--- Start of Task inputs ---
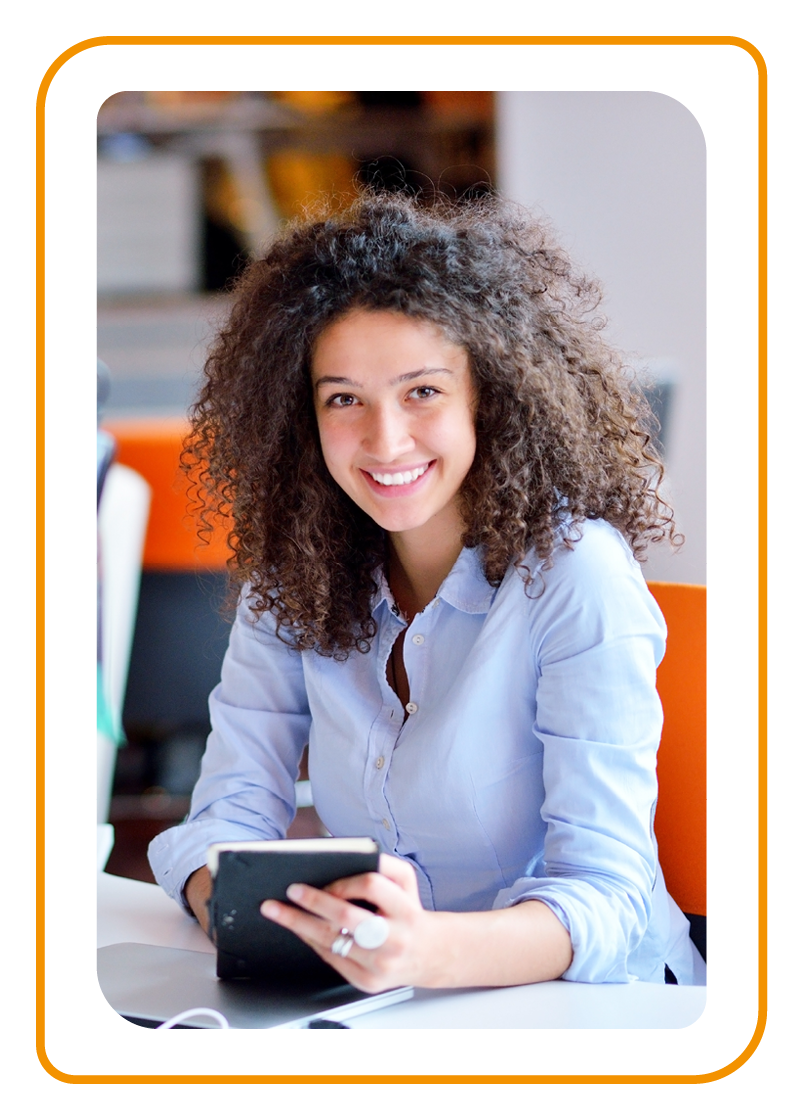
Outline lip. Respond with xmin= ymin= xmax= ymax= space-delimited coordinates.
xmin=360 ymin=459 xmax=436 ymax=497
--- End of Task inputs ---
--- Start of Task inputs ---
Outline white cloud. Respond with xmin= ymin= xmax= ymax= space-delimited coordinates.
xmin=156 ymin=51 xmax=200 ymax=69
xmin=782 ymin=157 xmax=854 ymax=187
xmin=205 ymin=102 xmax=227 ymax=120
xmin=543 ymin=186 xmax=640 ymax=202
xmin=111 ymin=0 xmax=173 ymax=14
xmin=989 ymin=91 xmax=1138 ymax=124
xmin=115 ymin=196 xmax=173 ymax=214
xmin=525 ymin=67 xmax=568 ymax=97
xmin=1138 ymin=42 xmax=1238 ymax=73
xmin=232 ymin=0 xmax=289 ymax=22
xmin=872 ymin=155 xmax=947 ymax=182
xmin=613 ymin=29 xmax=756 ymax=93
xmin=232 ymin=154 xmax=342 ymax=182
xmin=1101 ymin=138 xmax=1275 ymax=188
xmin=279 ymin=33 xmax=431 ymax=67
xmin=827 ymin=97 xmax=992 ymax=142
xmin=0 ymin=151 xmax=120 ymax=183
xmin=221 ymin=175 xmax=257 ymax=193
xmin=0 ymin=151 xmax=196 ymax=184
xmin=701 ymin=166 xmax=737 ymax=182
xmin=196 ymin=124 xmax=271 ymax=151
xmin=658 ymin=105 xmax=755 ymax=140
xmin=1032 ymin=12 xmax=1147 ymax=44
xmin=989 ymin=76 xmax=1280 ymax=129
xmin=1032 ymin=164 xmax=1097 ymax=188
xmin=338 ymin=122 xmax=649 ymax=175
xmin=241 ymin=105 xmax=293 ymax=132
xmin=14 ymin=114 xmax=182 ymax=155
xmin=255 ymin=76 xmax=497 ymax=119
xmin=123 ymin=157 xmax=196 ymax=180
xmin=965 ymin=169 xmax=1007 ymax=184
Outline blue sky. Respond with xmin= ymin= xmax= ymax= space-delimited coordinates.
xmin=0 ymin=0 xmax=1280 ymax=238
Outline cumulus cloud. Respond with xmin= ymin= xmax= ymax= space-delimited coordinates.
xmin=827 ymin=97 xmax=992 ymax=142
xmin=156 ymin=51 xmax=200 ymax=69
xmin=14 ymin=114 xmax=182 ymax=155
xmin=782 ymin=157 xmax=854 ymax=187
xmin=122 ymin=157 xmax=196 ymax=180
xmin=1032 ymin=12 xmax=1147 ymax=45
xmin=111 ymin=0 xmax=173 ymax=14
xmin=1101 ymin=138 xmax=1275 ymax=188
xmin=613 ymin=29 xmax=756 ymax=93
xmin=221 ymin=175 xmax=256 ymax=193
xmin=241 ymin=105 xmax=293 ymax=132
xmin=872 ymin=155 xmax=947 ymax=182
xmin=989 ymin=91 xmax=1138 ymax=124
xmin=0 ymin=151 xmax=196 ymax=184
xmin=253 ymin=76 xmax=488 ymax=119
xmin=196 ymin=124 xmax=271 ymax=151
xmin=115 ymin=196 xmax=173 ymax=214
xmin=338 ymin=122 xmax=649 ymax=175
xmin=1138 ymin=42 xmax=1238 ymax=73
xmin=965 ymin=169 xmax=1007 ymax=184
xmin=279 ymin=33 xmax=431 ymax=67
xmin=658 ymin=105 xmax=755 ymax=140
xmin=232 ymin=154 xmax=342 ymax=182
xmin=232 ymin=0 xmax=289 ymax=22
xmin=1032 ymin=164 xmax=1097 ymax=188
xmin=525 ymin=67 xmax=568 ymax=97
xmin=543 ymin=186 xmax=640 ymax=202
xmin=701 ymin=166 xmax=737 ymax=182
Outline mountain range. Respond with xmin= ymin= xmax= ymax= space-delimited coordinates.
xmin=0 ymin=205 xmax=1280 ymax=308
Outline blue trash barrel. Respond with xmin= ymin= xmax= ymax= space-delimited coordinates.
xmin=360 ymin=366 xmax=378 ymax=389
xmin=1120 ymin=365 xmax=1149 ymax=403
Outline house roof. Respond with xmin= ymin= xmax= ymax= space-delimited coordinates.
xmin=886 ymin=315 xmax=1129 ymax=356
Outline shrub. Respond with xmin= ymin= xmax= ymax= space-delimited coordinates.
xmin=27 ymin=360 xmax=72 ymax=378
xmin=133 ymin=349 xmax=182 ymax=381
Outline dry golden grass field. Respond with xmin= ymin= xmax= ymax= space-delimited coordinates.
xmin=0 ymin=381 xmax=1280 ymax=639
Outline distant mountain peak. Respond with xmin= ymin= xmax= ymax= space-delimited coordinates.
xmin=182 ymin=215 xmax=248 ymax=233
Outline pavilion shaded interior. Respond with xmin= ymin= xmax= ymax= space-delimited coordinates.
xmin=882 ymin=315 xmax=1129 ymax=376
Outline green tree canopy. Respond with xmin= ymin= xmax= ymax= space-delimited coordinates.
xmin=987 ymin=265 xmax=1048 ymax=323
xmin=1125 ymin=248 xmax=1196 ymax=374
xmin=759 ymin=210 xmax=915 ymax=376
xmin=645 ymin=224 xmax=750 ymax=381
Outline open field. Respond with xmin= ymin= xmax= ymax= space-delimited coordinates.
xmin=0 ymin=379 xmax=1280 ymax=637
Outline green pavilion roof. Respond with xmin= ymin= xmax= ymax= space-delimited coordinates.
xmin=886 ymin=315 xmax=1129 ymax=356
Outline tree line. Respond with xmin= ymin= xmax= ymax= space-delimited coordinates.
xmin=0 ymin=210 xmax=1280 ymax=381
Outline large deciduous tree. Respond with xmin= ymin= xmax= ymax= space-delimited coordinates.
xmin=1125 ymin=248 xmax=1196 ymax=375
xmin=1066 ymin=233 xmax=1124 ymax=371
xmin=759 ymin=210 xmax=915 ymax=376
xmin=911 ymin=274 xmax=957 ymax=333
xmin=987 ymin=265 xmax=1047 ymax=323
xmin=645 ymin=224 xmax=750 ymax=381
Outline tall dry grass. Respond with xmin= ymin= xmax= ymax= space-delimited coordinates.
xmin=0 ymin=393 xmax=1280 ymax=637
--- End of Task inputs ---
--- Start of Task inputs ---
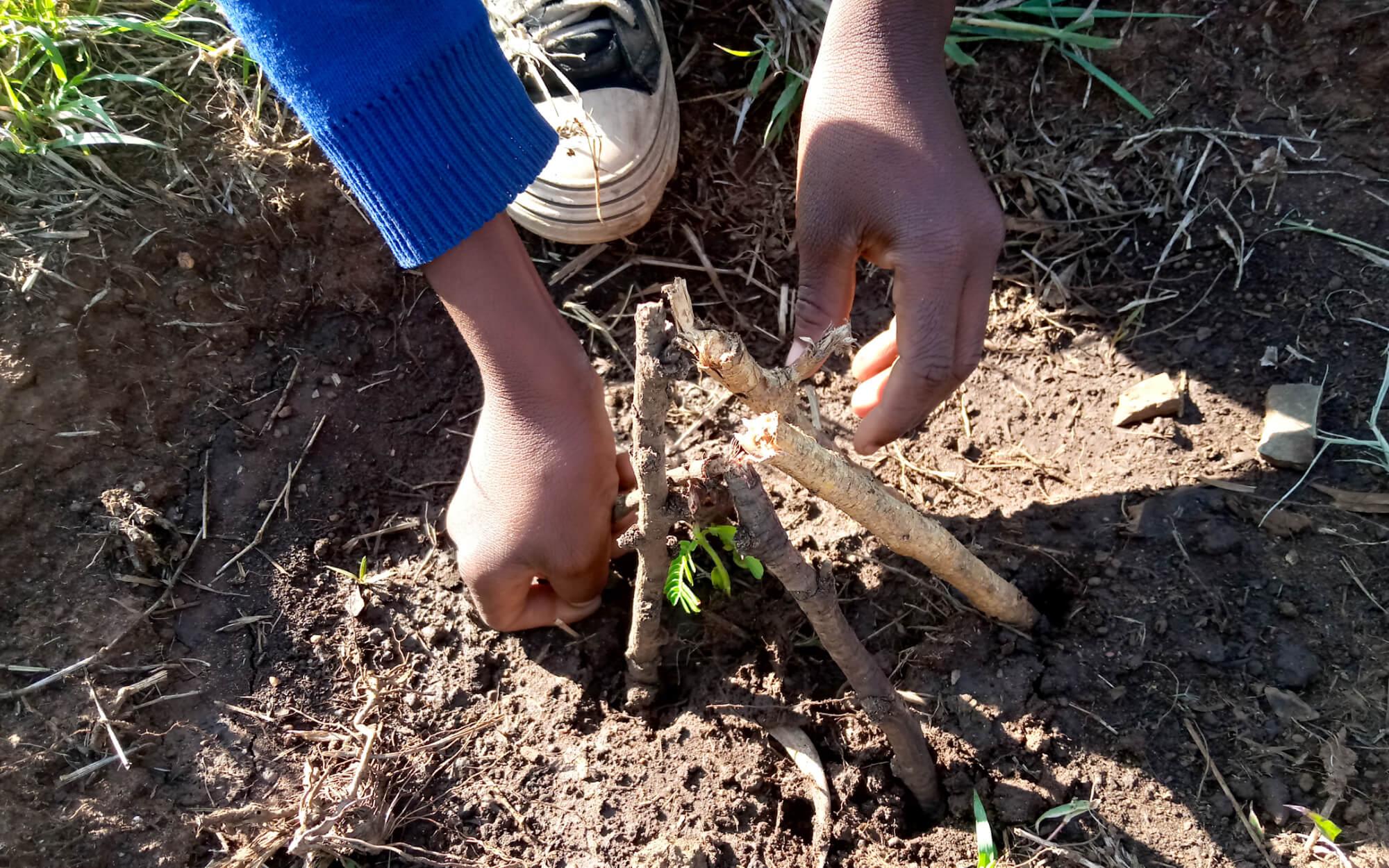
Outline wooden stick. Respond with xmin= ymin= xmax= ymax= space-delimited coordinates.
--- End of Task inputs ---
Exercise directions: List the lines of the records between the line containing "Outline lip. Respond" and the line containing "xmin=360 ymin=459 xmax=436 ymax=497", inclusive, as a numbered list with blank lines omitted.

Solution for this task:
1. Outline lip. Respond with xmin= ymin= xmax= ymax= space-delimited coordinates.
2. xmin=360 ymin=459 xmax=436 ymax=497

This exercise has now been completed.